Megachip, 22 gennaio 2007


Ho letto, sull'Unità di venerdì 19 gennaio, Vincenzo Vasile che, in un editoriale di prima pagina, accusa i contrari alla nuova base americana di Vicenza di "inseguire vecchi e ambigui miti". Accusa ambigua perchè dal contesto non si capisce bene quali siano questi miti vecchi e ambigui, anche perchè Vasile se ne va per farfalle prendendosela con quell'exlatitante di Oreste Scalzone.

Purtroppo non si vede cosa c'entrino quelli di Vicenza e tutti gli altri, che sono moltissimi, che non vogliono la base, con Scalzone. La grande parte di loro, si può essere certi, non sanno nemmeno chi sia costui.

Dunque torniamo al punto: non vogliono la "base" USA, sono contro la guerra. E' un mito vecchio e ambiguo? Ce lo spieghi, dottor Vasile, perchè non l'abbiamo capito.

Più chiaro è Umberto De Giovannageli, stessa Unità, a fianco. Evidentemente hanno pensato che un solo editoriale non bastasse e ne hanno ordinati due. Il quale De Giovannangeli parla di "capitalizzazione (....) di obblighi di alleanza" e di "politica del dare e dell'avere" che si starebbe giocando "nel rapporto tra Roma e Washington".

Traduzione: noi gli diamo la base di Vicenza, compagni state tranquilli, mica siamo scemi!, e loro ci danno in cambio .....

Già, cosa ci danno in cambio? Questo non risulta per niente chiaro, anzi risulta molto oscuro.

Sembrerebbe (ma De Giovannangeli non ci dice chi glielo ha detto) che Geoge Bush sia pronto a "una verifica di partnership" con l'Italia. Niente meno. Hai visto come siamo diventati importanti?

E questa "verifica" sarebbe su "tre dossier caldissimi". Afghanistan e Iran. E poi "una gestione condivisa dell'impatto socio-ambientale" (della nuova base s'intende). Lui la fa e noi condividiamo con lui l'impatto e anche gli sputi della gente di Vicenza.

----------

Istruzioni di lavoro
a: Elenca i tre "dossier caldissimi" che, secondo l'articolo sulla base americana di Vicenza, sarebbero oggetto della "verifica".
b: Trascrivi fedelmente il brano dell'articolo sulla base americana di Vicenza che si apre con le parole contenenti "Traduzione: noi gli" e si chiude con "risulta molto oscuro.".
c: Scrivi il seguito dell'articolo sulla base americana di Vicenza, riprendendo subito dopo l'ultima frase riportata.

Estratti del dataset
----------

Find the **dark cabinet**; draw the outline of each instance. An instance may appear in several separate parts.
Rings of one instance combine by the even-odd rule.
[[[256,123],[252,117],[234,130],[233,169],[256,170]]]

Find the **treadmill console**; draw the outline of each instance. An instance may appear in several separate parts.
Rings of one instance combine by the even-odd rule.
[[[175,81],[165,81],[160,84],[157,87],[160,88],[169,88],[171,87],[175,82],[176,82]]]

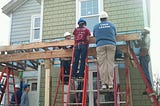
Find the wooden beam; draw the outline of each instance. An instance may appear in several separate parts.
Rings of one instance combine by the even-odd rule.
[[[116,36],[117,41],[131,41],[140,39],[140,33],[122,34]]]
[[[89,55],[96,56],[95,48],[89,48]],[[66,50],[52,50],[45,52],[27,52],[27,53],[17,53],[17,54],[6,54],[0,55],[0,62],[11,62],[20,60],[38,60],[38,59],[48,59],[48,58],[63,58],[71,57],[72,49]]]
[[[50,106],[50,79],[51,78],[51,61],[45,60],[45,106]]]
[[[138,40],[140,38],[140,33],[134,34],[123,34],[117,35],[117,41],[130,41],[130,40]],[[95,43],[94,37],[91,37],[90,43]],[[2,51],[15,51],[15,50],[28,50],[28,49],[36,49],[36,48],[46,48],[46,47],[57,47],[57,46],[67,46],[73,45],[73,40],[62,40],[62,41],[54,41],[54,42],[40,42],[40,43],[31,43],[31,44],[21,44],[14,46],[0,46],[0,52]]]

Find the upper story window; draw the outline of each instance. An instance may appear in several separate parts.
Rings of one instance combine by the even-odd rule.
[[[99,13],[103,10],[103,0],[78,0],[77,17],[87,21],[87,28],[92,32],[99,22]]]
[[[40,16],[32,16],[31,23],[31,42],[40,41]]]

----------

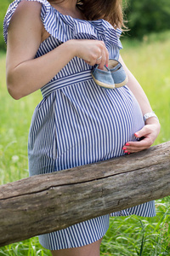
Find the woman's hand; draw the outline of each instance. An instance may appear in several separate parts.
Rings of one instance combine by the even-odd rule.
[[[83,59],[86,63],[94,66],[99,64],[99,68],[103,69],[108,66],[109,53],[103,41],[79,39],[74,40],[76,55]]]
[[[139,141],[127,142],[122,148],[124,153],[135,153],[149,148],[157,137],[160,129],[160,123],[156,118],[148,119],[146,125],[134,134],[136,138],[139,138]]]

----------

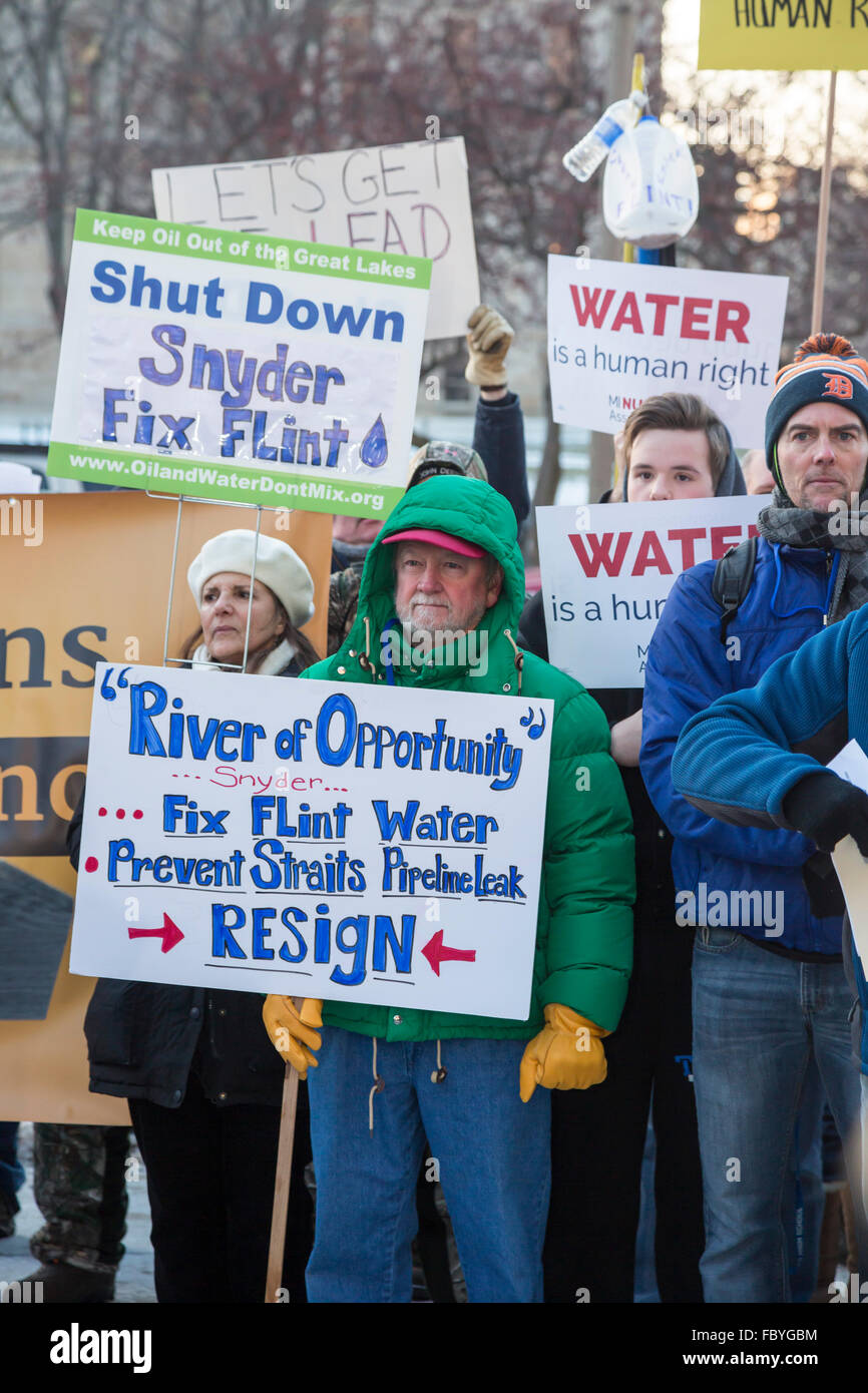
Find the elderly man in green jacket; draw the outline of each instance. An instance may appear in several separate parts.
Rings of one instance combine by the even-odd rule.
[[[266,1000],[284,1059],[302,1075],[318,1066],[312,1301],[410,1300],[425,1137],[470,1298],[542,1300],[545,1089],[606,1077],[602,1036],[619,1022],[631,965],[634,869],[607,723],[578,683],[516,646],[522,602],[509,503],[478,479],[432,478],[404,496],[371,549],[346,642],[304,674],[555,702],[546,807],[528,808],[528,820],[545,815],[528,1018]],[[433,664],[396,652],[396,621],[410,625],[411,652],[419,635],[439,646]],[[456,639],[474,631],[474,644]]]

----------

Risposte ai compiti
a:
- Afghanistan
- Iran
- una gestione condivisa dell'impatto socio-ambientale della nuova base

b:
Traduzione: noi gli diamo la base di Vicenza, compagni state tranquilli, mica siamo scemi!, e loro ci danno in cambio .....

Già, cosa ci danno in cambio? Questo non risulta per niente chiaro, anzi risulta molto oscuro.

c:
Ma forse Bush non è ancora pronto a questa verifica sui "tre dossier caldissimi", per cui noi gli facciamo un regalo: per incoraggiarlo. Perchè ne ha bisogno. Pensa un pò che mal di testa gli verrebbe quando dovesse discutere con De Giovannageli se fare o non fare la guerra all'Iran.

Comunque meglio incoraggiarlo. Il resto verrà, come cantava Lucio Dalla. E intanto quelli di Vicenza metteranno "dei sacchi alla finestra" e, "senza tanti disturbi qualcuno sparirà; saranno forse i troppo furbi e i cretini d'ogni età".

I rompiscatole, che non sono d'accordo, saranno messi in minoranza. Indovina da chi? Ma è ovvio: "dalla componente maggioritaria (bolscevica in russo, nota del traduttore) del movimento pacifista, che non è caduto nella trappola di un antiamericanismo ideologico, retrò".

Guardo in alto, accanto alla testata del glorioso giornale. C'è ancora scritto che fu fondato da Antonio Gramsci. E accanto - ma che strano - c'è ancora la bandiera a strisce con su scritto: Pace. Ma, forse, tra qualche tempo, resteranno le strisce e la scritta la cambieranno, mettendoci il nuovo slogan del "loro" movimento pacifista: "Capitalizzare il dare e l'avere".